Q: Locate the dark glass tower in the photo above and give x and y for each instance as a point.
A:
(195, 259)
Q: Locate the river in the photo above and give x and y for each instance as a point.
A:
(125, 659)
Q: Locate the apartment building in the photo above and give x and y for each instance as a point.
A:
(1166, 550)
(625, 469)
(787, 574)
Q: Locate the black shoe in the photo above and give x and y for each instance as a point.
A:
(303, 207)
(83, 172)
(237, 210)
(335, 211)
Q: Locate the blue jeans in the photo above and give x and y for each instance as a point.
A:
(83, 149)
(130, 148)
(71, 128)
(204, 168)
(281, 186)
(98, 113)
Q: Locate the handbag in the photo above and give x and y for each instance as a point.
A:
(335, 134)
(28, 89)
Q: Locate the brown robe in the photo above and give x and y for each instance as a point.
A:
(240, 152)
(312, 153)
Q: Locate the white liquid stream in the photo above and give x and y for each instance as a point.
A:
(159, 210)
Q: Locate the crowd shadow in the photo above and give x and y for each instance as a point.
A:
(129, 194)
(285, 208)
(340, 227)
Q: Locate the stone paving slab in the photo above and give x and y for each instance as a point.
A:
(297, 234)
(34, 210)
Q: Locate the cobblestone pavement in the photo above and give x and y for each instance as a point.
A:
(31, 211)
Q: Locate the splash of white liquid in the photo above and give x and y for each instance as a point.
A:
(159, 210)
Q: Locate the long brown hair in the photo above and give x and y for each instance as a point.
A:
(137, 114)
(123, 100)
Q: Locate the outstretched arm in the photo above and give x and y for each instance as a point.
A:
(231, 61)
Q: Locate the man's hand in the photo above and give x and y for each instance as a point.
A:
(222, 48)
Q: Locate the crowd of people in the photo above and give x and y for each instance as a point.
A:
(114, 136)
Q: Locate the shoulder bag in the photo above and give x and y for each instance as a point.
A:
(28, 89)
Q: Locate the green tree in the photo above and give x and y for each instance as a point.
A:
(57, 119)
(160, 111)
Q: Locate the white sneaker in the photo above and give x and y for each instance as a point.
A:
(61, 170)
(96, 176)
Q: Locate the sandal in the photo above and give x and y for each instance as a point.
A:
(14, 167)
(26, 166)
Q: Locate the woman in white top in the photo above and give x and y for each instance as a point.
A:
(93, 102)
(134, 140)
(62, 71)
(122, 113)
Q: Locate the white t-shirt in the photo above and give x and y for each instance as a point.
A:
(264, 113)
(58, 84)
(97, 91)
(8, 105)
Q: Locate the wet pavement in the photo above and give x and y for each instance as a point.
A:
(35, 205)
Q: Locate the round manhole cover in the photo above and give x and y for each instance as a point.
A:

> [Assignment]:
With no word changed, write the entries out once more.

> [Response to this exercise]:
Q: Locate the dark glass tower in the photo above and give x and y for each instance as a point.
A:
(195, 259)
Q: Locate the river in the photo above and give x and y for each instance as a point.
A:
(125, 659)
Q: Locate the apartment building in the photo above and give x and y for each instance as a point.
A:
(1166, 550)
(625, 469)
(787, 574)
Q: Locate the black shoe in the photo above and give x and y for each instance as a point.
A:
(303, 207)
(83, 172)
(237, 210)
(335, 211)
Q: Locate the blue jeans in the photo above and give x and y for each instance as a point.
A:
(83, 149)
(130, 148)
(71, 128)
(204, 168)
(281, 186)
(98, 113)
Q: Locate the handbag in the photo above and give x and y for each instance as a point.
A:
(335, 134)
(28, 89)
Q: Locate the brown robe in the photo above and give x and y for each instance as a point.
A:
(240, 152)
(312, 153)
Q: Locate the white liquid stream in the photo above and give x and y for each instance as a point.
A:
(159, 210)
Q: Locate the crowd shadow in the photo above and give x and y for each instance as a point.
A:
(129, 194)
(285, 208)
(340, 227)
Q: Locate the stone paving slab in the photo above and give x and y for each instance as a point.
A:
(297, 234)
(34, 210)
Q: Locate the cobblestone pavement in the photo above and give x and y for each instance as a point.
A:
(31, 211)
Q: Locate the splash of white liquid in the photo above and give x and y for each instance as a point.
A:
(159, 210)
Q: Locate the long brown hair in the photo above and give x and y for each instance as a point.
A:
(137, 114)
(123, 100)
Q: Locate the outstretched arm in the photo above and give x and y for each instance as a point.
A:
(231, 61)
Q: Locate the man's hand in the photo above and give x and y for each instance as a point.
A:
(222, 48)
Q: Locate the crowd of people in the photo above and give x and y for each instance as a point.
A:
(114, 136)
Q: Locate the shoulder bag in the photo above and give x and y for each instance as a point.
A:
(28, 89)
Q: Locate the green tree in the photo above and give x and y for each instance as a point.
A:
(57, 119)
(160, 111)
Q: Locate the white sneaker in the photo above and give x and y for each instance as a point.
A:
(61, 170)
(96, 176)
Q: Locate the sandal in the photo above and give x and y for each instance as a point.
A:
(14, 167)
(26, 166)
Q: Locate the woman in white top in the photo above and give x and y for each instance as a point.
A:
(93, 102)
(134, 140)
(62, 71)
(122, 113)
Q: Locate the white t-shirt in the photo above and give x and y for each instance as a point.
A:
(264, 113)
(58, 84)
(97, 91)
(8, 105)
Q: Locate the wet pavement in the photo above and give x and y for each instance as a point.
A:
(35, 205)
Q: Locate the round manhole cover in the photo above and give x and y for each instance as a point.
A:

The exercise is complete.